Input records
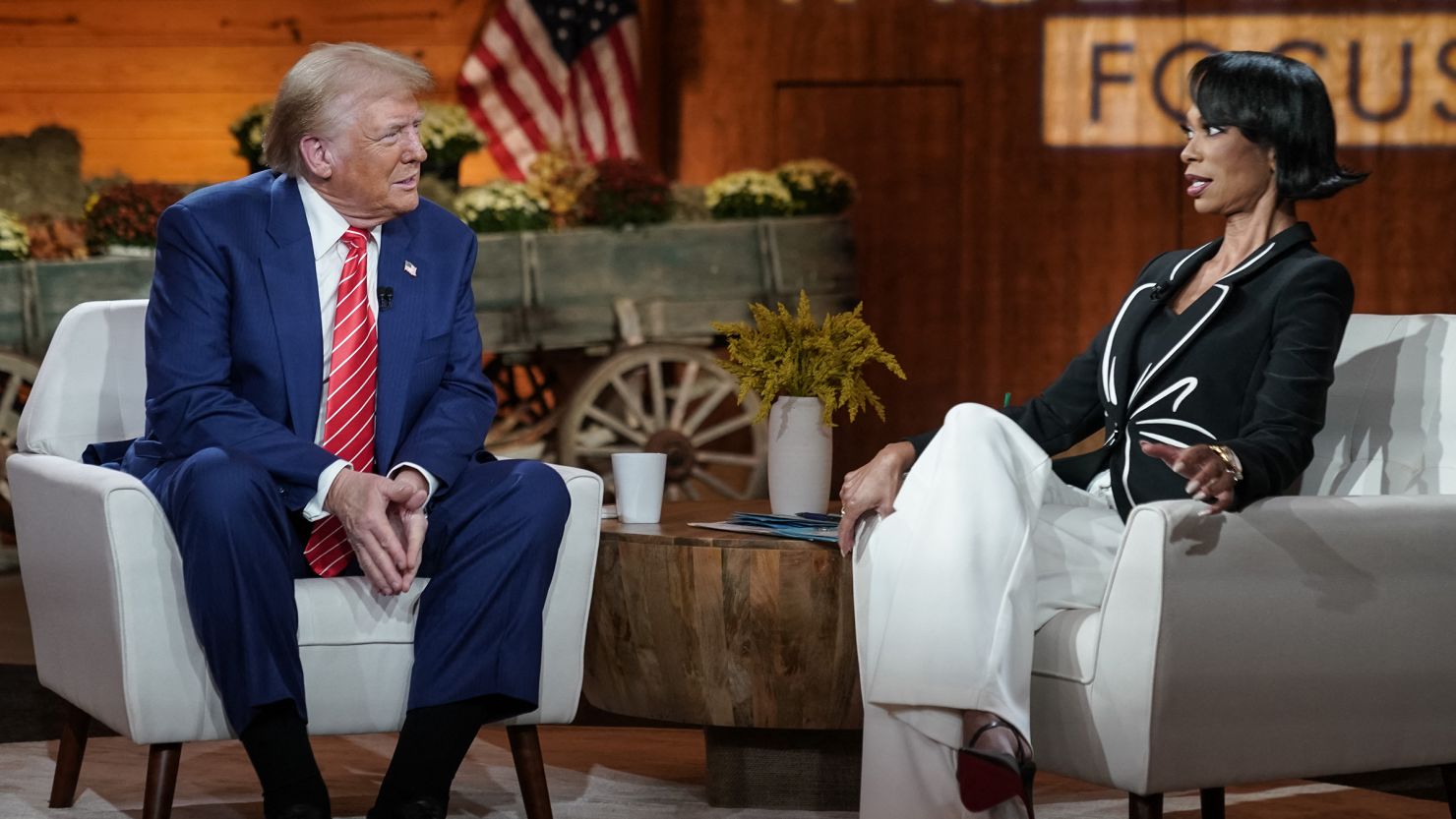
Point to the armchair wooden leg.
(1147, 806)
(69, 757)
(1210, 803)
(162, 780)
(1449, 780)
(526, 751)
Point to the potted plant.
(804, 372)
(15, 239)
(625, 191)
(249, 130)
(123, 220)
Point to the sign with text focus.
(1122, 82)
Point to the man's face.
(376, 159)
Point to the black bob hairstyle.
(1277, 103)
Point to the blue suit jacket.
(235, 354)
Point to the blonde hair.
(315, 94)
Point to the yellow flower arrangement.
(819, 187)
(791, 354)
(449, 134)
(560, 176)
(15, 239)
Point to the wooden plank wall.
(151, 87)
(989, 260)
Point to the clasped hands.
(874, 486)
(385, 521)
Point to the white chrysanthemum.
(753, 182)
(498, 197)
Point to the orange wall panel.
(151, 87)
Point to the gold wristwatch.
(1228, 461)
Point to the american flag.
(555, 72)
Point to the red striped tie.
(348, 428)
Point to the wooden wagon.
(640, 297)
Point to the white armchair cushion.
(94, 393)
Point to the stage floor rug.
(594, 773)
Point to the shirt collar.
(327, 224)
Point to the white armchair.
(103, 585)
(1306, 636)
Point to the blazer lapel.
(1120, 382)
(290, 279)
(1195, 318)
(399, 330)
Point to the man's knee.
(542, 489)
(973, 416)
(215, 480)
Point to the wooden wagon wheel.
(667, 399)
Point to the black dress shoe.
(992, 777)
(297, 812)
(422, 807)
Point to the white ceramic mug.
(637, 479)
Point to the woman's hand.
(1209, 476)
(873, 488)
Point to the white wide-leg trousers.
(986, 545)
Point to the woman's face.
(1226, 173)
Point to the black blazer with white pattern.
(1246, 366)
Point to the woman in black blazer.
(1207, 382)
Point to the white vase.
(800, 455)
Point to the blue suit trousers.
(490, 553)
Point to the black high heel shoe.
(991, 777)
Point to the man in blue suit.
(261, 413)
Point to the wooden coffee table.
(749, 636)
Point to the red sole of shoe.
(986, 783)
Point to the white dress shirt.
(327, 229)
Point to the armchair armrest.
(568, 601)
(103, 589)
(1304, 636)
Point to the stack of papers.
(806, 525)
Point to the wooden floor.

What you have to do
Give every line of the listing above as a numbered list, skipping any blank lines and leaving out the picture.

Exercise response
1. Point to the armchair wooden leg.
2. (1147, 806)
3. (69, 757)
4. (1210, 803)
5. (162, 780)
6. (1449, 780)
7. (526, 751)
8. Point to the potted plant.
9. (804, 372)
10. (15, 239)
11. (625, 191)
12. (249, 130)
13. (123, 220)
14. Point to the sign with text focus.
15. (1122, 82)
16. Point to the man's face.
17. (376, 159)
18. Point to the black bob hairstyle.
19. (1277, 103)
20. Point to the blue suit jacket.
21. (235, 354)
22. Point to the blonde hair.
23. (315, 94)
24. Point to the yellow flower arrangement.
25. (819, 187)
26. (791, 354)
27. (449, 134)
28. (560, 176)
29. (15, 239)
30. Point to the wooden plank wall.
31. (151, 87)
32. (989, 260)
33. Point to the clasped hands.
34. (874, 486)
35. (385, 521)
36. Point to the white chrysanthemum.
37. (753, 182)
38. (498, 197)
39. Point to the orange wall panel.
40. (151, 87)
41. Point to the gold wristwatch.
42. (1228, 461)
43. Point to the american flag.
44. (555, 72)
45. Point to the red striped tie.
46. (348, 428)
47. Point to the wooden wagon.
48. (640, 297)
49. Point to the white armchair cushion.
50. (94, 393)
51. Point to the stage floor rug.
52. (594, 773)
53. Point to the shirt collar.
54. (327, 224)
55. Point to the white armchair.
56. (103, 585)
57. (1306, 636)
58. Point to the blazer lapel.
59. (1120, 382)
60. (290, 279)
61. (1195, 318)
62. (399, 330)
63. Point to the man's knee.
64. (542, 489)
65. (973, 416)
66. (215, 480)
67. Point to the wooden wagon wheel.
68. (667, 399)
69. Point to the black dress shoe.
70. (992, 777)
71. (297, 812)
72. (422, 807)
73. Point to the white ceramic mug.
74. (637, 479)
75. Point to the woman's hand.
76. (1209, 476)
77. (873, 488)
78. Point to the white wide-leg trousers.
79. (986, 545)
80. Point to the woman's face.
81. (1226, 173)
82. Point to the black blazer with white pattern.
83. (1246, 366)
84. Point to the woman in black blazer.
85. (1207, 382)
86. Point to the white vase.
87. (800, 455)
88. Point to the blue suit trousers.
89. (490, 553)
90. Point to the black high heel shoe.
91. (991, 777)
92. Point to the man in blue suit.
93. (261, 413)
94. Point to the wooden coffee table.
95. (749, 636)
96. Point to the red sole of shoe.
97. (986, 783)
98. Point to the white dress shirt.
99. (327, 229)
100. Point to the armchair armrest.
101. (568, 601)
102. (103, 589)
103. (1304, 636)
104. Point to the stack of papers.
105. (806, 525)
106. Point to the wooden floor.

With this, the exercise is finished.